* **PROVIDED DATA**:
++++++++

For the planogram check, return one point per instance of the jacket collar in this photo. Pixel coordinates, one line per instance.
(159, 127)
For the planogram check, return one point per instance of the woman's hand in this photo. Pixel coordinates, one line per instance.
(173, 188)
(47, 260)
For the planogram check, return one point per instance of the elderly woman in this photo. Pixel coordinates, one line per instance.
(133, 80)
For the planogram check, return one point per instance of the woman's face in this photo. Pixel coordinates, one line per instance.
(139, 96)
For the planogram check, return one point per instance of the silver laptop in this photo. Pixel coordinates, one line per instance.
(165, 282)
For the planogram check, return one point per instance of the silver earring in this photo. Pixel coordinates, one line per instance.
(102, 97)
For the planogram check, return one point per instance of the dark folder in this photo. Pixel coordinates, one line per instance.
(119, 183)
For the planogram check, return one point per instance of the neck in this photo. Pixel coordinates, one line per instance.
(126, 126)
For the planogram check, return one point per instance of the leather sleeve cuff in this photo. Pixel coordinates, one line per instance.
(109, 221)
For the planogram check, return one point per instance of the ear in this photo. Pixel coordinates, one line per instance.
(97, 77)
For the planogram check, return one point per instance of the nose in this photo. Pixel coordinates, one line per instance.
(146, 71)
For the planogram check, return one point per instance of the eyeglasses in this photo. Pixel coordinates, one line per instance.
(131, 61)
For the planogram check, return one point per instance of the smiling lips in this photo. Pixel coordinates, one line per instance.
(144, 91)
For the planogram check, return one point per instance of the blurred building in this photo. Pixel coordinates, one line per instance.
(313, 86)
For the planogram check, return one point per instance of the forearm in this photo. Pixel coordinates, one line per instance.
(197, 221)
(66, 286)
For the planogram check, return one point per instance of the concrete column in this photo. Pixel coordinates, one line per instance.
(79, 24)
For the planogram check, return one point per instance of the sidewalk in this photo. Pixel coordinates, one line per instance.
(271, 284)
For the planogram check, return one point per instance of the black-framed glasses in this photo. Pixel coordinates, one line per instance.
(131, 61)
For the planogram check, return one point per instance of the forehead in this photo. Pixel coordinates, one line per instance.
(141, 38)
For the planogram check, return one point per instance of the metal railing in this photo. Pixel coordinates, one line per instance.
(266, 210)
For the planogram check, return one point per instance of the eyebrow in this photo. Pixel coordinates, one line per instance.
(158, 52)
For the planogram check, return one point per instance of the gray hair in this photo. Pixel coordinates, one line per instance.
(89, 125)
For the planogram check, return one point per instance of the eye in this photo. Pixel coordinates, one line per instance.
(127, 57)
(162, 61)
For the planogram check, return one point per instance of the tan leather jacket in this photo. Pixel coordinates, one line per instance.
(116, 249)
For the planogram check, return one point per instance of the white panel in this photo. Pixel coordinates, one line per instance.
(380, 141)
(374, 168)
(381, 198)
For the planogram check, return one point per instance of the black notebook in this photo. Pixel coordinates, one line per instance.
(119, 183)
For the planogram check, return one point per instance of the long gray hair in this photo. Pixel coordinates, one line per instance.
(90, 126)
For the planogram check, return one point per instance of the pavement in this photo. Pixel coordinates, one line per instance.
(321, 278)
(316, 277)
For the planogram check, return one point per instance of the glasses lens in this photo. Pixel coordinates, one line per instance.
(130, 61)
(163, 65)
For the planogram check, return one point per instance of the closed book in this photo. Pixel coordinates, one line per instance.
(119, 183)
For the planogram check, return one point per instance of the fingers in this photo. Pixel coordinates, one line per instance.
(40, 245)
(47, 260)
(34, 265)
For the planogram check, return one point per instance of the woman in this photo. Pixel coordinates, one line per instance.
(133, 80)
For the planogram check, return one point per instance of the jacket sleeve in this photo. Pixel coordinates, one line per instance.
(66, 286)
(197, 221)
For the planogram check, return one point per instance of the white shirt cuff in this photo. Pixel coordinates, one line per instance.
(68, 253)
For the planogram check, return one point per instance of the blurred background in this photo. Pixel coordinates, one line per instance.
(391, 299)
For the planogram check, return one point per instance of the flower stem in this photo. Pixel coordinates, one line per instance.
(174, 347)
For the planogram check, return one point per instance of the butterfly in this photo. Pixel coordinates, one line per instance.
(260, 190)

++++++++

* **TASK**: From the line holding "the blurred background" to the last line of the records, quote each line exactly and add nothing.

* **RESPONSE AREA**:
For the planogram check, return one point per instance of the blurred background in this photo. Pixel coordinates, one line per instance.
(391, 299)
For the planogram check, return one point per instance of the flower stem in this photo. Pixel coordinates, one line per instance.
(174, 347)
For the planogram check, return one point per instance of the butterfly in this photo. Pixel coordinates, one line per instance.
(260, 190)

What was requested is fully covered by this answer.